EXERCISE REQUIREMENTS: In the lines below, find the one that contains "For every instance of the athlete's face, the" and write it out exactly, along with every line that follows it.
╔══
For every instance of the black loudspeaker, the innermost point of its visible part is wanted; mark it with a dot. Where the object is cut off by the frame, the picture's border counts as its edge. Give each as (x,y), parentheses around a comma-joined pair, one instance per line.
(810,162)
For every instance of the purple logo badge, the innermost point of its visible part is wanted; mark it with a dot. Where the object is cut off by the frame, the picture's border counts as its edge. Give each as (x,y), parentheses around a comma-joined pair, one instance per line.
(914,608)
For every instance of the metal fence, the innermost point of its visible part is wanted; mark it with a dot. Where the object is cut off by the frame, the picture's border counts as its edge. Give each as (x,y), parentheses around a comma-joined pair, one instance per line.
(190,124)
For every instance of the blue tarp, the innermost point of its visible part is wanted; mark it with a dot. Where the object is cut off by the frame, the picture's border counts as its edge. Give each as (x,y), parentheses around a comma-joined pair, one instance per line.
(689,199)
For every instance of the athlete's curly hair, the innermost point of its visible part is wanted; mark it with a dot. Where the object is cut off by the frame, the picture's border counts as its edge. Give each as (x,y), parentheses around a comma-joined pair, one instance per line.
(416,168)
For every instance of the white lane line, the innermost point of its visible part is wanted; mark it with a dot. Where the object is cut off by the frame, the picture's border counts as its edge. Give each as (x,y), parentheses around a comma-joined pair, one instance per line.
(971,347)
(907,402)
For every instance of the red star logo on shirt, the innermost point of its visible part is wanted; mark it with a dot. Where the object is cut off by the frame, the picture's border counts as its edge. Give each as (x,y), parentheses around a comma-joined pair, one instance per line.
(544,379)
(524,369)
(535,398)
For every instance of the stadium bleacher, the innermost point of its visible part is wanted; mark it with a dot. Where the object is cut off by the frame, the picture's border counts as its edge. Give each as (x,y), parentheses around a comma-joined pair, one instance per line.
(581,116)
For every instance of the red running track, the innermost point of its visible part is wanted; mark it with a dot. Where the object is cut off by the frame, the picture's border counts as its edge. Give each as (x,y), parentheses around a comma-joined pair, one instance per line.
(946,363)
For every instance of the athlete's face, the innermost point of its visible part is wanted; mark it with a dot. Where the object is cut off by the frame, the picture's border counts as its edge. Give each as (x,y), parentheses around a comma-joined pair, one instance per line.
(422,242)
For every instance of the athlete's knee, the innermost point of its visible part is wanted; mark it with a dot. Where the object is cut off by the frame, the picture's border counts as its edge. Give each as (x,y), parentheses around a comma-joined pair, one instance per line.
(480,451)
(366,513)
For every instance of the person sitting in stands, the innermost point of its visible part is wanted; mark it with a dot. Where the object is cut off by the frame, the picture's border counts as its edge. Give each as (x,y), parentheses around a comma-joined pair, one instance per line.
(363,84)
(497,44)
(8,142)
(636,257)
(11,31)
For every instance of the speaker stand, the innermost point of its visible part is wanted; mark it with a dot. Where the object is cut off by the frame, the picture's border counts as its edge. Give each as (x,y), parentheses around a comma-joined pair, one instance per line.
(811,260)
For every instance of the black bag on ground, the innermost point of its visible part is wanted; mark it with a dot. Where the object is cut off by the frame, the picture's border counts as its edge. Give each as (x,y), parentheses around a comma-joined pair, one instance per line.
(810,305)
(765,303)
╚══
COMPLETE OUTPUT:
For every instance of the athlete's face, the innermost point of its visible part is wanted; mark it with a dot. Where the object is cut off by the frame, the picture's border counts as its edge. Give each as (x,y), parentheses around a comma-joined pair, one instance per line.
(422,242)
For every instance of the athlete's knee, the innermost point of its visible part is wanted; mark it with a dot. Where the object is cut off by the frame, the picture's border counts as its edge. Give each as (x,y), parentheses around a comma-joined pair, one instance per line.
(480,451)
(366,513)
For every instance of the person sitting in stands, the innermost point of its visible part is wanted; mark it with a dot. Where the object is cut off by the frame, the picture's border counts as its edge. Give each as (x,y), parentheses around a comma-joined pair, one instance per line.
(363,84)
(497,44)
(8,142)
(636,257)
(11,31)
For every instance of the speaker stand, the innermost point of its visible part is wanted; mark it with a dot. Where the object is cut off by the frame, the picture's border counts as its edge. Give each as (x,y), parentheses around a comma-joined pair, one instance per line.
(811,260)
For every instance of the black bag on ground, the innermost point of its visible part is wanted; mark it with a dot. Where the object is cut off by the frame, the picture's border counts as its edge. Give each as (x,y), parentheses around a comma-joined pair, one instance per line.
(810,305)
(765,303)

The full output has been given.